■ ASSIGNMENT ■
Please copy, exactly as they appear below, the lines from the one containing "Target: canopy roof" through the one containing "Target: fence post".

■ EXTRACTED ENTRIES ■
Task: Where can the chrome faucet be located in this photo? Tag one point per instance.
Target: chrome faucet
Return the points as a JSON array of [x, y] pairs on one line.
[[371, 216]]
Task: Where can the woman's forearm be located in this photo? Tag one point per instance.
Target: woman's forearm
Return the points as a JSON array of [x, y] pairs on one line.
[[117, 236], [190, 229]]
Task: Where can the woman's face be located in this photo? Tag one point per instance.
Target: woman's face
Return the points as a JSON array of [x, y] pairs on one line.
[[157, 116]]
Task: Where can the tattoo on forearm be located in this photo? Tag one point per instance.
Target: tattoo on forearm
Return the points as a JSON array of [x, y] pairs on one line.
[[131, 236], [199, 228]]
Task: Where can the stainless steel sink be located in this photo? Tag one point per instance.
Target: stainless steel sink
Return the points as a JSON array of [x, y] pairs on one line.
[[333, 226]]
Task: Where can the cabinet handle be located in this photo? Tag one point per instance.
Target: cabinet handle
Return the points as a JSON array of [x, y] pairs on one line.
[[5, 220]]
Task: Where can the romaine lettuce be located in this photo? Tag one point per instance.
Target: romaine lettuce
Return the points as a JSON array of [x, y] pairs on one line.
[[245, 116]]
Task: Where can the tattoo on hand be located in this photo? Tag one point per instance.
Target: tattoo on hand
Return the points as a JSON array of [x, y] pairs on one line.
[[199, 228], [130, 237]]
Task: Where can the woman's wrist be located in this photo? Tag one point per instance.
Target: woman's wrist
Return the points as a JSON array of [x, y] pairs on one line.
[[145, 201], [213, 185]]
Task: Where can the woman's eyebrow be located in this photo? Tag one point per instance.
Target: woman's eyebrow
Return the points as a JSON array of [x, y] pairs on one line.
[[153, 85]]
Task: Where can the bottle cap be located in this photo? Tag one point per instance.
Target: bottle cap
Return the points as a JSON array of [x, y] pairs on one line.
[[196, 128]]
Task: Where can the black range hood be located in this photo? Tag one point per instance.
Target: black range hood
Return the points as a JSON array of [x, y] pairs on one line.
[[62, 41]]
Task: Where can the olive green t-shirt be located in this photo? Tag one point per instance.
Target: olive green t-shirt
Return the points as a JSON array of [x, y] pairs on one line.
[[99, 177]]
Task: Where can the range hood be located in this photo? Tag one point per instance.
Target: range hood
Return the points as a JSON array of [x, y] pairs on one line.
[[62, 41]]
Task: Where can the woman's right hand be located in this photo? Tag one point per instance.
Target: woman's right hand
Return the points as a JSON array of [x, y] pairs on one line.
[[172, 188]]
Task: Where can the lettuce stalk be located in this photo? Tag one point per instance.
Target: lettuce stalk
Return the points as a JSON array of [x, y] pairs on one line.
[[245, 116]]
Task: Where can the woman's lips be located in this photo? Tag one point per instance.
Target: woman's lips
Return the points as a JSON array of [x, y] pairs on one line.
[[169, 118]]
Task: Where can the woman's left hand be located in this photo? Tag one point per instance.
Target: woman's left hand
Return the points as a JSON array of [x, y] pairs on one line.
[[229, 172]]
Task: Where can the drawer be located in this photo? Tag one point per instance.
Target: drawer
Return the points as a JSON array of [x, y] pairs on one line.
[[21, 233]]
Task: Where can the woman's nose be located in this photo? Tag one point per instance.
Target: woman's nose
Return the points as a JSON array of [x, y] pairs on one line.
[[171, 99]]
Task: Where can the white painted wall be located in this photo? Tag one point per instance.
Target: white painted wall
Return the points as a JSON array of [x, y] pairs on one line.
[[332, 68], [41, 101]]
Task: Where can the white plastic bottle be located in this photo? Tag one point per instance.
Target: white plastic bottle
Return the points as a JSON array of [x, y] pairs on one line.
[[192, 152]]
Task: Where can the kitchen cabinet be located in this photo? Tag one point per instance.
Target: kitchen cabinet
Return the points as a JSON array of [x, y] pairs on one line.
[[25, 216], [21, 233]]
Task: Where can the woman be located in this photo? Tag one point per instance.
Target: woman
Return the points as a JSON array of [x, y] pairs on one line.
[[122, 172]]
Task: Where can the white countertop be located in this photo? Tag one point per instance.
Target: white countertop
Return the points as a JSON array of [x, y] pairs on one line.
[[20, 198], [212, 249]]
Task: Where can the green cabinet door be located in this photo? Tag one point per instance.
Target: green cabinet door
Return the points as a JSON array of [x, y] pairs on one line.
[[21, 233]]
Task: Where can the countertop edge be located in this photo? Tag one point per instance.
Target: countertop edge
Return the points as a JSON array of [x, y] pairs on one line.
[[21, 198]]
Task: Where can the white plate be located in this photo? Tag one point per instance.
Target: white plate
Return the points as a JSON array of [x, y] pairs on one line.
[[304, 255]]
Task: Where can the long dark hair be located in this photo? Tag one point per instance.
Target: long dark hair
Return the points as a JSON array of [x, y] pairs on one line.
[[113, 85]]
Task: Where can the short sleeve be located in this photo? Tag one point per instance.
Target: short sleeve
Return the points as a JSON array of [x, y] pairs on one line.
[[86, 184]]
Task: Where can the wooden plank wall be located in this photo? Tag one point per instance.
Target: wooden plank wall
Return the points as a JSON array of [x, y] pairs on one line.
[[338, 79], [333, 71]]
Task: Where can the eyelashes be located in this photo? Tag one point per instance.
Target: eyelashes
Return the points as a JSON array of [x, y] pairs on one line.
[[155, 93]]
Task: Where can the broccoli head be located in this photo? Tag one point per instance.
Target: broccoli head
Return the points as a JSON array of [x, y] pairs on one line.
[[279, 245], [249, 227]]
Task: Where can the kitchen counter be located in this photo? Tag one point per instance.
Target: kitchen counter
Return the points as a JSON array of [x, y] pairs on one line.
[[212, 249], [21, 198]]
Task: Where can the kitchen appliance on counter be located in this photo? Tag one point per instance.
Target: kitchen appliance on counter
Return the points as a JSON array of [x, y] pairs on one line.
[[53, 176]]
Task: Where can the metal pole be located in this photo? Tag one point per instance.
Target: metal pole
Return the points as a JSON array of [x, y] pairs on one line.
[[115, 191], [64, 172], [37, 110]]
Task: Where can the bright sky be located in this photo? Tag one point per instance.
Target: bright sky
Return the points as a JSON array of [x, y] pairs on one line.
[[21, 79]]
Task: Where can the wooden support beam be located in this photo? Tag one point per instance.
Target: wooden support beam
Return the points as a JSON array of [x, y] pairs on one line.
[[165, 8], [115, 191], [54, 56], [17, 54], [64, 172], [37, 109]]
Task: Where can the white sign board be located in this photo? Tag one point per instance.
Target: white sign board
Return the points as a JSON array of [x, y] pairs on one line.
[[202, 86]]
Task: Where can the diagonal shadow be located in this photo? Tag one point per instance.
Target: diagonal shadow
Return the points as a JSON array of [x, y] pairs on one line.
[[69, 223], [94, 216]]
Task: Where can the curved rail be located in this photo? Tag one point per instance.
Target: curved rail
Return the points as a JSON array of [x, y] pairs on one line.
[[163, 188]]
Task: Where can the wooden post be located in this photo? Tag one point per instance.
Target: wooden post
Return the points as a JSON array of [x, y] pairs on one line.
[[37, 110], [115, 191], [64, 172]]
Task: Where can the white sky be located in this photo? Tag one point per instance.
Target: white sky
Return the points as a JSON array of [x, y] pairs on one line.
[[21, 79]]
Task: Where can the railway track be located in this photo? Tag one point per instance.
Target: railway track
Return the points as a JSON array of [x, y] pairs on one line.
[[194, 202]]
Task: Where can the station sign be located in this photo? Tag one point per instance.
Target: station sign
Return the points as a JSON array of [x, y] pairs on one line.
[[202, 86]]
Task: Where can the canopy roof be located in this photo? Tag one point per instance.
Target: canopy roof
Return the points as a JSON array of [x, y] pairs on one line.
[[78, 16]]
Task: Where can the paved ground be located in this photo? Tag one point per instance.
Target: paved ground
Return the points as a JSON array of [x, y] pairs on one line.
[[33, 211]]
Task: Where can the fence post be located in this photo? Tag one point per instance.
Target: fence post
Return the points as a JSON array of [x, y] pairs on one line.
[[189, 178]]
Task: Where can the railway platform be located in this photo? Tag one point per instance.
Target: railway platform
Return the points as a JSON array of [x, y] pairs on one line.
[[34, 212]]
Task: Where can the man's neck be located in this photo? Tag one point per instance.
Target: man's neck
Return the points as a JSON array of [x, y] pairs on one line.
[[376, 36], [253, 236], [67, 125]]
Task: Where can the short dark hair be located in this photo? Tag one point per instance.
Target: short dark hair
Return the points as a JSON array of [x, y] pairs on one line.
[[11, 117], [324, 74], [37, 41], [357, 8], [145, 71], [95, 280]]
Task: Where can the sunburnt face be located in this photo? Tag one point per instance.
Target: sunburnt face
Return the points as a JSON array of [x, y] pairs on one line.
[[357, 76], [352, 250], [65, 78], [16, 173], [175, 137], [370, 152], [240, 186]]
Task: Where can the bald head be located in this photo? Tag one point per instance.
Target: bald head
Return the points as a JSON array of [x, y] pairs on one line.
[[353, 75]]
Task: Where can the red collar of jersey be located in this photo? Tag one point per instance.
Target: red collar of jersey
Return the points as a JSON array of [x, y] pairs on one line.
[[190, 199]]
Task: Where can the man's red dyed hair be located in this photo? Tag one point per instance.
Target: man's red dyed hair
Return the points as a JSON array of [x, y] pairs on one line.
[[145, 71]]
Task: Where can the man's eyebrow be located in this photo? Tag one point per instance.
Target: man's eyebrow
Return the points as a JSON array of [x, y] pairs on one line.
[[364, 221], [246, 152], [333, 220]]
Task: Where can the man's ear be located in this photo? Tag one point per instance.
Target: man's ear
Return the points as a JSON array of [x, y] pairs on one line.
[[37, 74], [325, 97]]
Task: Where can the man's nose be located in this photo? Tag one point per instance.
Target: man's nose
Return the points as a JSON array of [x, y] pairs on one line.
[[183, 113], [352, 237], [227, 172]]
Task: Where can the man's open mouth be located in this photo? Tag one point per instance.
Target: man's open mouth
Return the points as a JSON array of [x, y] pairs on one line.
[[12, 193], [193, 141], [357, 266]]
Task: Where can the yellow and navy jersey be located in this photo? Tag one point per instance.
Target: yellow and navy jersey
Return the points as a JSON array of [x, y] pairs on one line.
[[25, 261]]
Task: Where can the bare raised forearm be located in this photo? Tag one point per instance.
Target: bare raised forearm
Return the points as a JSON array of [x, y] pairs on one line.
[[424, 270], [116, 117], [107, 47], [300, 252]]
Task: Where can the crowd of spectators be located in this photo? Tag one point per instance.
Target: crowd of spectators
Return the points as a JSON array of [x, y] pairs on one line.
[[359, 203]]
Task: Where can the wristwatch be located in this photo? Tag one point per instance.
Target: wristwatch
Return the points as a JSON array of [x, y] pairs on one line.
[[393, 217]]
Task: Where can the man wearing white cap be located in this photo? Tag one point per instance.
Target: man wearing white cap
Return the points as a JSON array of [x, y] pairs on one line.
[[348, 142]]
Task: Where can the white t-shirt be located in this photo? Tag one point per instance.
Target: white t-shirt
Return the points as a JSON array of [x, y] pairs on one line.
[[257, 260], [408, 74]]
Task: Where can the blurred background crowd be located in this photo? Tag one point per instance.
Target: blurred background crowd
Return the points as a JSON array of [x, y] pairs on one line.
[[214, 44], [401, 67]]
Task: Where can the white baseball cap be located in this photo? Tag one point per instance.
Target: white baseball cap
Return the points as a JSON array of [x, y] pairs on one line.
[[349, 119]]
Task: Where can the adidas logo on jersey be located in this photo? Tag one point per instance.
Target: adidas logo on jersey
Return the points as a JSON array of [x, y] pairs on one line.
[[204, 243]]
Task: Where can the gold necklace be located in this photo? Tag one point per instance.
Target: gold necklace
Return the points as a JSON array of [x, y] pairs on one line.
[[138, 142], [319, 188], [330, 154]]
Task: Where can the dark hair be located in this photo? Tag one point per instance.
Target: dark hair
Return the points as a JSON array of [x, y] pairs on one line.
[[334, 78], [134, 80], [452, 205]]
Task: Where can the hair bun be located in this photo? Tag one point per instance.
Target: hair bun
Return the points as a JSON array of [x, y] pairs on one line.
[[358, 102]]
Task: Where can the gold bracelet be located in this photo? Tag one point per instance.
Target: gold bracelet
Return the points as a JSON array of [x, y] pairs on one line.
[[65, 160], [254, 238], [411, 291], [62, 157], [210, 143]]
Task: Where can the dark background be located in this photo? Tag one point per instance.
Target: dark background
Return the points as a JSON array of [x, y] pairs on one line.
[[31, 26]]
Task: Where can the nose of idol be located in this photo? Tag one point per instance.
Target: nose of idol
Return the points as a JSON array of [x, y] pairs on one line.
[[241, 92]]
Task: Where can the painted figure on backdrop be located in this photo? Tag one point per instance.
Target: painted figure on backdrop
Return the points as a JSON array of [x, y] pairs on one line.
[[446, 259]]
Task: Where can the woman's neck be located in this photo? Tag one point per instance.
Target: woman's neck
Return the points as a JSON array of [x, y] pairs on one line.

■ WORKED SOLUTION ■
Target: canopy roof
Return the points as a JSON array of [x, y] pairs on one line.
[[78, 16]]
Task: Where can the paved ground be located in this photo? Tag one point per instance.
Target: paved ground
Return the points as a JSON array of [x, y] pairs on one line.
[[33, 211]]
Task: Where can the fence post be located in this photo? Tag one point per instance.
Target: fence post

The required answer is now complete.